_EXERCISE MATERIAL_.
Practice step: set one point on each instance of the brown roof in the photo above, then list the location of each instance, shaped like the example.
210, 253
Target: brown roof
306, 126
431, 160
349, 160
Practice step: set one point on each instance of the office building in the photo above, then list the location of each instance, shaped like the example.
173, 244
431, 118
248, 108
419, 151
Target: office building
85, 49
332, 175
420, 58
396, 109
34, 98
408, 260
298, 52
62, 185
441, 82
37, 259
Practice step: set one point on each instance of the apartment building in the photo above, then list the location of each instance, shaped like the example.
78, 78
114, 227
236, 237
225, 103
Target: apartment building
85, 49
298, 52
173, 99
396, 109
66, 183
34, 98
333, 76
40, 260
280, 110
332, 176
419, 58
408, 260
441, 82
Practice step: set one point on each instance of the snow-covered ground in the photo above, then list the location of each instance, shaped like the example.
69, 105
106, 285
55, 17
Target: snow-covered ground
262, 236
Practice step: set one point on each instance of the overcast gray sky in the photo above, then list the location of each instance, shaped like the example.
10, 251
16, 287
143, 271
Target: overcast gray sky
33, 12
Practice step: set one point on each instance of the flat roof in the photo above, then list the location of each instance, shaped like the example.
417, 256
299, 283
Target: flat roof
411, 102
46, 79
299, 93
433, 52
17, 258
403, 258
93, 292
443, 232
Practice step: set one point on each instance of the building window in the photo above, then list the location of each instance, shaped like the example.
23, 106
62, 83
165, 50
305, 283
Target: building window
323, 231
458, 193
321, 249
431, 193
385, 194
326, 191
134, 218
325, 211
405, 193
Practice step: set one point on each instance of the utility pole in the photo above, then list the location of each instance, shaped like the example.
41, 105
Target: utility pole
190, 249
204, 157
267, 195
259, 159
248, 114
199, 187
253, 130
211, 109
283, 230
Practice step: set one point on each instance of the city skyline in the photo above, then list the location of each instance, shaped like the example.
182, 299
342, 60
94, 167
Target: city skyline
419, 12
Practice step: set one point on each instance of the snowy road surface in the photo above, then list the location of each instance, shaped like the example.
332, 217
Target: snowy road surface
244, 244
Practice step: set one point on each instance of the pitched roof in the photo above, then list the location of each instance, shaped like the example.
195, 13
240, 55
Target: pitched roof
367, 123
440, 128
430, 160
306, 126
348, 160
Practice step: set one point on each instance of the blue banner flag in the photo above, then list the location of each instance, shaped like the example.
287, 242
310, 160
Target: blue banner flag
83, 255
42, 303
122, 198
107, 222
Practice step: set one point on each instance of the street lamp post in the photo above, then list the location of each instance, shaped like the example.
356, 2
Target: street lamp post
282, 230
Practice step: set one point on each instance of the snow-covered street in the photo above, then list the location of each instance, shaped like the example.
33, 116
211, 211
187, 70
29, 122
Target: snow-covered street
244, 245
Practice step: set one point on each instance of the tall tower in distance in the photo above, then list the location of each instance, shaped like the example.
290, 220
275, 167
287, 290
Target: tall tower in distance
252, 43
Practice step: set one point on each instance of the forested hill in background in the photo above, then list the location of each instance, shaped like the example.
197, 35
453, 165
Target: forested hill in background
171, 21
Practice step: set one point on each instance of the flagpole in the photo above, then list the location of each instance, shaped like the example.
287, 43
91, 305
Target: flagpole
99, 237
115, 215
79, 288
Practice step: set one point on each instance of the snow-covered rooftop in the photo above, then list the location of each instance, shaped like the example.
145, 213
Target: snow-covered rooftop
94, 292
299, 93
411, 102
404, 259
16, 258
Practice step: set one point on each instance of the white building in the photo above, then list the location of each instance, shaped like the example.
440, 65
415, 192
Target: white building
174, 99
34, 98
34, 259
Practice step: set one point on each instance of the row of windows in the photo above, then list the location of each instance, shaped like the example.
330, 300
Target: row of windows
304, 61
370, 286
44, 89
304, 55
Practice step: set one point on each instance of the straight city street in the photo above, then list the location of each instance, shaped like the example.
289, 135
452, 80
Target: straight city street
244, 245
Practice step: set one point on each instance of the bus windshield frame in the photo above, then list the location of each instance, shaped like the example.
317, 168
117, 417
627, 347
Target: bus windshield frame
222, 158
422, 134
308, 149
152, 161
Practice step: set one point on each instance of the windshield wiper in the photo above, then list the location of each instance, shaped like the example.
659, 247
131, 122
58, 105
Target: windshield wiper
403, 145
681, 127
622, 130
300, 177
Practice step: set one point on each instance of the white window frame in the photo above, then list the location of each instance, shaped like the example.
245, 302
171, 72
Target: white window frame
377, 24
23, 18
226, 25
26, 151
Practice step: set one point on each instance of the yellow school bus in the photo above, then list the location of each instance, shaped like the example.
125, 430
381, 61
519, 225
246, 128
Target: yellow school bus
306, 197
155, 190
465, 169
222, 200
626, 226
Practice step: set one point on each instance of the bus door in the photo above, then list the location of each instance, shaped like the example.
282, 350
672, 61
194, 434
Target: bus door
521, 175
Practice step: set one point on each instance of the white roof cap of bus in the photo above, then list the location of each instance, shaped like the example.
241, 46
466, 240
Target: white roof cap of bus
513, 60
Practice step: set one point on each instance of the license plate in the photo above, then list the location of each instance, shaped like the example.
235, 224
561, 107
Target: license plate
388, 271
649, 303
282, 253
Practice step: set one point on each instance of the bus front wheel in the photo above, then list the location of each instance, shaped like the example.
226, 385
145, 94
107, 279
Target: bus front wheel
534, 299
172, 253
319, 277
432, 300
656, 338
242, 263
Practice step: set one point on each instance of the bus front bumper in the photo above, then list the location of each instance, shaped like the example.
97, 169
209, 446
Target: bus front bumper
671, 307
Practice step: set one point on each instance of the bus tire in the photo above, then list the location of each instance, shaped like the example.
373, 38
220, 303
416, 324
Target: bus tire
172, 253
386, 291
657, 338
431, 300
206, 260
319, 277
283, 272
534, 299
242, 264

_YOUR TASK_.
Word for word, transcribe all of the entries shown above.

_ANSWER TO THE EXERCISE_.
Practice step: set one point on each instance of the brown roof in the photo above, then list the location of each instance, shaped like the example.
210, 253
Target: brown roof
306, 126
431, 160
349, 160
Practice step: set one point on each instance of the office building in the photo above, then list the location of each instance, shaped like the example.
173, 244
431, 118
248, 108
419, 151
Target: office building
85, 49
332, 175
420, 58
396, 109
34, 98
408, 260
298, 52
62, 185
441, 82
37, 259
Practice step: set one point on each instance of the apartment building in the photo above, then list the location of each instance, shaped like the example.
78, 78
114, 227
236, 237
225, 103
Target: apartment building
85, 49
298, 52
173, 99
396, 109
66, 183
34, 98
333, 76
40, 260
280, 110
332, 176
419, 58
408, 260
441, 82
Practice step: set one point on each instance of the snow-covered ground in the photo above, then list the location of each instance, shaped like the example.
69, 105
106, 285
55, 17
Target: snow-covered ground
262, 236
Practice step: set one point on each instance of the overcast gray sky in the photo above, then list the location of each instance, shaped like the example.
10, 251
16, 287
143, 271
Target: overcast gray sky
33, 12
Practice step: set one point on each instance of the flat roof in the photo above, then list the location of each instance, shaped like the example.
417, 256
299, 283
Target: flat roof
411, 102
46, 79
299, 93
433, 52
17, 258
403, 258
93, 292
443, 232
Practice step: set one point on each instance of the building window in the photo above, then list the location of each instance, shaped like the example.
23, 106
62, 83
165, 50
305, 283
Target: building window
323, 231
458, 193
321, 249
431, 193
385, 194
326, 191
134, 218
325, 211
405, 193
Practice step: set one point on each instance of the utility pole in the photo above, then list the location of each instance, shaped like the example.
41, 105
Target: utility pole
190, 249
204, 157
267, 195
259, 159
248, 114
199, 187
253, 130
211, 109
283, 230
Practice step: set one point on each instance of the city skyline in the photo above, then list the location of each instance, shaped like the example.
182, 299
342, 60
94, 167
Target: city skyline
419, 12
Practice step: set one point on each instance of the snowy road surface in the photo above, then list the location of each instance, shaped like the example.
332, 217
Target: snowy road surface
244, 244
Practice step: set one point on each instance of the pitched roof in the photo above, then list the location of each instance, shaped like the example.
195, 13
240, 55
Target: pitched roof
367, 123
440, 128
430, 160
306, 126
348, 160
Practice step: set one point on each instance of the blue banner flag in the photo above, then list the location of each instance, shaped like the example.
287, 242
310, 160
Target: blue banner flag
83, 255
42, 303
122, 198
107, 222
Practice step: set one point on each instance of the street lamp post in the photo above, then list the location of each instance, shaped like the example.
356, 2
Target: street lamp post
282, 230
Practice step: set one point on each instance of the snow-covered street in the photo above, then list the location of each instance, shaped like the example.
33, 116
211, 211
187, 70
29, 122
Target: snow-covered street
244, 245
Practice step: set one point on each instance of the tall tower in distance in the photo above, then list the location of each instance, shaped like the example.
290, 220
275, 167
287, 290
Target: tall tower in distance
252, 43
Practice step: set one point on each instance of the forested hill in background in the photo above, then list the location of each instance, shaped like the example.
197, 35
453, 165
Target: forested hill in background
171, 21
Practice step: set one point on each instance of the flagpole in the photo above, then list the location of each instance, shaped like the example.
287, 43
91, 305
Target: flagpole
99, 237
115, 215
79, 288
Practice step: set one point on each instance of the snow-covered rooftop in the photo above, then list the location of each instance, shaped like the example.
145, 213
Target: snow-covered rooftop
94, 292
299, 93
411, 102
404, 259
16, 258
Practice step: set one point on each instance of the white building in the photo above, then list the location of each instance, shaped like the example.
440, 65
415, 192
Target: white building
174, 99
34, 98
34, 259
Practice step: set one point on each instance of the row of windows in the photo above, then list the location of each instance, shaped like the example.
330, 300
Target: row of windows
304, 61
370, 286
44, 89
304, 55
Practice step: set one point on each instance of the straight city street in the photo above, then list the location of each instance, shaped like the example.
289, 135
452, 80
Target: straight city street
244, 245
Practice step: set one point on each instance of the bus windshield frame in the photo above, then list the location of each instance, shaped like the example.
317, 168
117, 417
627, 347
Target: bus windshield frame
222, 158
422, 134
308, 149
152, 161
Practice step: set one point on each instance of the windshield wiper in the photo above, then list the location of each instance, shaped like the example.
659, 247
131, 122
58, 105
Target: windshield wiper
403, 145
681, 127
622, 130
300, 177
Practice step: set one point on each instance of the white window frame in the photo above, then list the location of each instance, shaped like the example.
245, 302
171, 72
Target: white window frame
377, 24
23, 18
226, 25
26, 151
Practice step: set one point on each instance of the yellow school bus in the photo above, then list the location of each instance, shaped like the example.
125, 430
381, 61
519, 225
246, 128
Target: yellow school bus
306, 197
155, 190
465, 169
222, 200
626, 226
Practice step: set one point on each instance of the bus door in the photo above, then list the location of each instance, shaped like the example.
282, 350
672, 61
194, 434
Target: bus door
521, 175
Practice step: set one point on each instance of the white roof cap of bus in the photo above, then list the location of each instance, shaped like the example.
241, 46
466, 240
Target: white roof cap of bus
513, 60
Practice step: set one point on each instance of the license plate in the photo above, then list the location of each instance, shaped like the example.
235, 224
561, 107
Target: license plate
388, 271
649, 303
282, 253
Practice step: set one point on each instance of the bus front wheel in the photo above, then list the location of each instance, shaped like the example.
226, 385
145, 94
107, 279
Target: bus front wheel
534, 299
172, 253
319, 277
432, 300
656, 338
242, 263
Practice step: set one point on each instance of the bus front bumper in the photo above, then list the location of each instance, shaped like the example.
97, 169
209, 446
Target: bus front bumper
671, 307
Practice step: set one point on each instance of the bus tire in the photo above, then list the location of each instance, shaped like the example.
373, 38
220, 303
416, 324
Target: bus tire
172, 253
386, 291
657, 338
431, 300
206, 260
319, 277
283, 272
534, 299
242, 264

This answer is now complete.